• _What is required_:
Edit every item below by changing "even-odd rule" to "nonzero winding rule" wherever it occurs, leaving all other text as it is. Reproduce the edited items without the pictures.

• _Saved data entries_:
--
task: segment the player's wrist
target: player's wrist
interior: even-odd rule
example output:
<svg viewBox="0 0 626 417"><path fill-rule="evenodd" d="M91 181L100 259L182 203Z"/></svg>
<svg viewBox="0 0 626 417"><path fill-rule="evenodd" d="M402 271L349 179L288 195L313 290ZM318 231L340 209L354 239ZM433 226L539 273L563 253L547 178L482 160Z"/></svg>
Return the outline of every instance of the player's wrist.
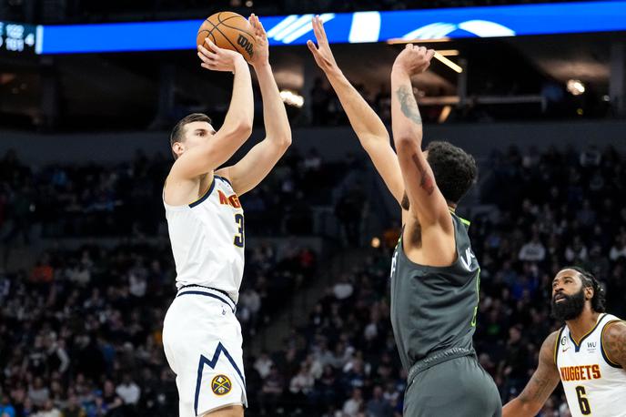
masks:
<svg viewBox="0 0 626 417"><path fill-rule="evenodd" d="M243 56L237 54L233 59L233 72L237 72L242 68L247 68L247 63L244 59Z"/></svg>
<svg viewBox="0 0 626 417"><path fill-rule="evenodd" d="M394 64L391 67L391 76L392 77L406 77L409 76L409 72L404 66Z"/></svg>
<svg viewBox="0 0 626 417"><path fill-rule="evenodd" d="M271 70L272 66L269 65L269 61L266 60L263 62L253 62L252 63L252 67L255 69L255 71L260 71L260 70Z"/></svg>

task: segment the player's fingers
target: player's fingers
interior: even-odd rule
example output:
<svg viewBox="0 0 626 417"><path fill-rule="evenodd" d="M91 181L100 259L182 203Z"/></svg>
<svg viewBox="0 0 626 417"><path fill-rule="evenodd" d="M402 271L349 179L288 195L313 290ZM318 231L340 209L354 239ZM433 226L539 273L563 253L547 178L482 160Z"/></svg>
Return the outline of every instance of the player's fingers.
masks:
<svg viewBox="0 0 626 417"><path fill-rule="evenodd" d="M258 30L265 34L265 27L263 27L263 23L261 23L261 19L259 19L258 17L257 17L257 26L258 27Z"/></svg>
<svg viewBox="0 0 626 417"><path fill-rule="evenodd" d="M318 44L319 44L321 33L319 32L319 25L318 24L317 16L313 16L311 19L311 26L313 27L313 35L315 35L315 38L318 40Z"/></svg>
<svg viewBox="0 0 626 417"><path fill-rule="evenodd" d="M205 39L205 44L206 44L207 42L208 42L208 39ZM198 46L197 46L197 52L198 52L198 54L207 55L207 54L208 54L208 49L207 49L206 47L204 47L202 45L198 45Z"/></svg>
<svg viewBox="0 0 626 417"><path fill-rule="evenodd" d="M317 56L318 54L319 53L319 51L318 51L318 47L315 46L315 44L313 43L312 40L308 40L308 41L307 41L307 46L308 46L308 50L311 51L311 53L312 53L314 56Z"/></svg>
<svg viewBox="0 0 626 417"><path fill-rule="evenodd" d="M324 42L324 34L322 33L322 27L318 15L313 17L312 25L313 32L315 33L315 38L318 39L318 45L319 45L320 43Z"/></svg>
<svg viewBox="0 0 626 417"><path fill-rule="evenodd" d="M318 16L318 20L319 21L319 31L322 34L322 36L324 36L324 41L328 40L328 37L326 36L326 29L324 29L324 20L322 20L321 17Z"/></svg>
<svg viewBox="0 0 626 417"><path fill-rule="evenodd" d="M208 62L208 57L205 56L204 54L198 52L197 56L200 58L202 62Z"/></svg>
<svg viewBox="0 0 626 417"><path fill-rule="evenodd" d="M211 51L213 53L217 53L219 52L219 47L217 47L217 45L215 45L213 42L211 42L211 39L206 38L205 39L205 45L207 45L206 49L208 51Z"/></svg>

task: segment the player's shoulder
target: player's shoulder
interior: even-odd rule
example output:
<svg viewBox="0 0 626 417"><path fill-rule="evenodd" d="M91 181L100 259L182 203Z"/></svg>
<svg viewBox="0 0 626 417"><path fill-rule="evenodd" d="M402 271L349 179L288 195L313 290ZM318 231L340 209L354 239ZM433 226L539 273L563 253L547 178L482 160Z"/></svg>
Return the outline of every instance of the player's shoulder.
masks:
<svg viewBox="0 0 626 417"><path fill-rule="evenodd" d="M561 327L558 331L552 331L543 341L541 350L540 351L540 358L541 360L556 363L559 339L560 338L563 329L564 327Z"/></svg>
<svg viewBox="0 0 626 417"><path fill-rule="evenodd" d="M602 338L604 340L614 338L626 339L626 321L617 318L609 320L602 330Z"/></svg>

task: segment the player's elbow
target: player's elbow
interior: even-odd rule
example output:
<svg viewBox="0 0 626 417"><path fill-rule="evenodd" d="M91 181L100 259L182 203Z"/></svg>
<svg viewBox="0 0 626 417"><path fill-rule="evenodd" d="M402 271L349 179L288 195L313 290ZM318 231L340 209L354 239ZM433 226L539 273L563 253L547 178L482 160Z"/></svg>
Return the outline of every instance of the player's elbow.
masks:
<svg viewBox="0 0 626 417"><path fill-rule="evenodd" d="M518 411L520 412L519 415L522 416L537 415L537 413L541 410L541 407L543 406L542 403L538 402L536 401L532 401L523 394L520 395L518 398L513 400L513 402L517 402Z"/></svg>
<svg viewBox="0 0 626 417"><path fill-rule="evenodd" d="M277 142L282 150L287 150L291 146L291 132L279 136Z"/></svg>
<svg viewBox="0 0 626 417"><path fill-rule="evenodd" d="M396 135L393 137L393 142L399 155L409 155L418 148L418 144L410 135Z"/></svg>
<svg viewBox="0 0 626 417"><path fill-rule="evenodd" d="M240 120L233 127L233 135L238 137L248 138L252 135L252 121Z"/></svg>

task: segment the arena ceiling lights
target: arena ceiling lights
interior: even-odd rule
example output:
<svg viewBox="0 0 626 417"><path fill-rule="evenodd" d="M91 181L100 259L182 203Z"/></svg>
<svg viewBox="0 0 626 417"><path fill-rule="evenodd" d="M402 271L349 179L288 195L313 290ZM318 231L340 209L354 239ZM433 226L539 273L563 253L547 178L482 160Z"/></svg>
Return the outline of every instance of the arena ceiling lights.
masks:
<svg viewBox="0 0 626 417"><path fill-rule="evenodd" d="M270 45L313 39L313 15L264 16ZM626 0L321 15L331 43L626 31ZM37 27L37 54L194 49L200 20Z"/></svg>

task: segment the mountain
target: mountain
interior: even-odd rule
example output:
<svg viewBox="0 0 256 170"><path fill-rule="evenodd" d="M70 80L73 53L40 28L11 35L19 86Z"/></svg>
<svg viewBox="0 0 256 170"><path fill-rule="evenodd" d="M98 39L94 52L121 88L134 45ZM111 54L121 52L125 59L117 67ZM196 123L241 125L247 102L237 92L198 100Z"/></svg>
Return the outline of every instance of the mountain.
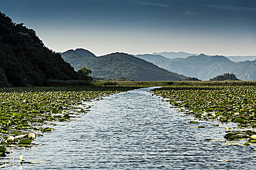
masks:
--
• _Output below_:
task: segment the player's wrist
target: player's wrist
interior: nonzero winding rule
example output:
<svg viewBox="0 0 626 417"><path fill-rule="evenodd" d="M91 181L100 259L182 203Z"/></svg>
<svg viewBox="0 0 626 417"><path fill-rule="evenodd" d="M402 271L349 179L288 195L313 290ZM318 231L340 209L354 239ZM433 226L539 273L563 253L547 178L482 160Z"/></svg>
Return the outline of every instance of the player's wrist.
masks:
<svg viewBox="0 0 626 417"><path fill-rule="evenodd" d="M243 56L237 54L233 59L233 72L237 72L242 68L247 68L247 63L244 59Z"/></svg>
<svg viewBox="0 0 626 417"><path fill-rule="evenodd" d="M394 64L391 67L391 76L392 77L406 77L409 76L409 72L404 66Z"/></svg>
<svg viewBox="0 0 626 417"><path fill-rule="evenodd" d="M271 70L272 66L269 65L269 61L266 60L263 62L253 62L252 63L252 67L255 69L255 71L260 71L260 70Z"/></svg>

task: segment the player's fingers
target: player's fingers
interior: nonzero winding rule
example output:
<svg viewBox="0 0 626 417"><path fill-rule="evenodd" d="M91 181L100 259L182 203Z"/></svg>
<svg viewBox="0 0 626 417"><path fill-rule="evenodd" d="M402 271L349 179L288 195L313 290ZM318 231L340 209L354 239ZM433 226L539 273L563 253L547 178L482 160Z"/></svg>
Return the outline of every instance of the player's fingers.
masks:
<svg viewBox="0 0 626 417"><path fill-rule="evenodd" d="M258 30L265 34L265 27L263 27L263 23L261 23L261 19L259 19L258 17L257 17L257 26L258 27Z"/></svg>
<svg viewBox="0 0 626 417"><path fill-rule="evenodd" d="M318 44L319 44L321 33L319 32L319 25L318 24L317 16L313 16L311 19L311 26L313 27L313 35L315 35L315 38L318 40Z"/></svg>
<svg viewBox="0 0 626 417"><path fill-rule="evenodd" d="M205 39L205 44L206 44L207 42L208 42L208 39ZM198 46L197 46L197 52L198 52L198 54L207 55L207 54L208 54L208 49L207 49L206 47L204 47L202 45L198 45Z"/></svg>
<svg viewBox="0 0 626 417"><path fill-rule="evenodd" d="M317 56L318 54L319 53L319 51L318 51L318 47L315 46L315 44L313 43L312 40L308 40L308 41L307 41L307 46L308 46L308 50L311 51L311 53L312 53L314 56Z"/></svg>
<svg viewBox="0 0 626 417"><path fill-rule="evenodd" d="M324 42L324 34L322 33L322 27L318 15L313 17L312 25L313 32L315 33L315 38L318 39L318 45L319 45L320 43Z"/></svg>
<svg viewBox="0 0 626 417"><path fill-rule="evenodd" d="M318 16L318 20L319 21L319 31L322 34L322 36L324 36L324 41L328 40L328 37L326 36L326 29L324 29L324 20L322 20L321 17Z"/></svg>
<svg viewBox="0 0 626 417"><path fill-rule="evenodd" d="M208 62L208 57L205 56L204 54L198 52L197 56L200 58L202 62Z"/></svg>
<svg viewBox="0 0 626 417"><path fill-rule="evenodd" d="M211 51L213 53L217 53L219 52L219 47L217 47L217 45L215 45L213 42L211 42L211 39L206 38L205 39L205 45L207 45L206 49L208 51Z"/></svg>

task: segment the player's shoulder
target: player's shoulder
interior: nonzero winding rule
example output:
<svg viewBox="0 0 626 417"><path fill-rule="evenodd" d="M91 181L100 259L182 203Z"/></svg>
<svg viewBox="0 0 626 417"><path fill-rule="evenodd" d="M402 271L349 179L288 195L313 290ZM318 231L340 209L354 239ZM433 226L539 273L563 253L547 178L482 160Z"/></svg>
Return the outline of every instance of the player's shoulder.
masks:
<svg viewBox="0 0 626 417"><path fill-rule="evenodd" d="M561 327L558 331L552 331L543 341L541 350L540 351L540 358L541 360L556 363L559 339L560 338L563 329L564 327Z"/></svg>
<svg viewBox="0 0 626 417"><path fill-rule="evenodd" d="M602 338L604 340L614 338L626 339L626 321L617 318L609 320L602 330Z"/></svg>

task: segment the player's elbow
target: player's elbow
interior: nonzero winding rule
example output:
<svg viewBox="0 0 626 417"><path fill-rule="evenodd" d="M91 181L100 259L182 203Z"/></svg>
<svg viewBox="0 0 626 417"><path fill-rule="evenodd" d="M402 271L349 179L288 195L313 290ZM318 231L340 209L354 239ZM433 226L539 273L563 253L547 178L482 160Z"/></svg>
Return the outline of every instance of the player's elbow.
masks:
<svg viewBox="0 0 626 417"><path fill-rule="evenodd" d="M518 411L520 412L519 415L522 416L537 415L537 413L541 410L541 407L543 406L542 403L538 402L536 401L532 401L523 394L520 395L518 398L513 400L513 402L517 402Z"/></svg>
<svg viewBox="0 0 626 417"><path fill-rule="evenodd" d="M277 142L282 150L287 150L291 146L291 132L279 136Z"/></svg>
<svg viewBox="0 0 626 417"><path fill-rule="evenodd" d="M396 135L393 137L393 142L399 155L409 155L418 148L418 144L410 135Z"/></svg>
<svg viewBox="0 0 626 417"><path fill-rule="evenodd" d="M240 120L233 127L233 135L238 137L248 138L252 135L252 121Z"/></svg>

task: segment the arena ceiling lights
target: arena ceiling lights
interior: nonzero winding rule
example output:
<svg viewBox="0 0 626 417"><path fill-rule="evenodd" d="M91 181L100 259L182 203Z"/></svg>
<svg viewBox="0 0 626 417"><path fill-rule="evenodd" d="M402 271L349 179L288 195L313 290ZM318 231L340 209L354 239ZM433 226L539 273L563 253L547 178L482 160Z"/></svg>
Return the outline of every instance of the arena ceiling lights.
masks:
<svg viewBox="0 0 626 417"><path fill-rule="evenodd" d="M270 45L313 39L313 15L264 16ZM626 0L321 15L331 43L626 31ZM37 27L37 54L194 49L200 20Z"/></svg>

task: segment the mountain
target: mountain
interior: nonzero winding rule
example output:
<svg viewBox="0 0 256 170"><path fill-rule="evenodd" d="M70 80L73 53L40 28L11 35L19 86Z"/></svg>
<svg viewBox="0 0 256 170"><path fill-rule="evenodd" d="M98 39L94 52L121 88L134 45ZM111 54L121 52L125 59L117 67ZM196 123L241 125L247 102L237 92L198 100Z"/></svg>
Return the outline of every instance of the mountain.
masks:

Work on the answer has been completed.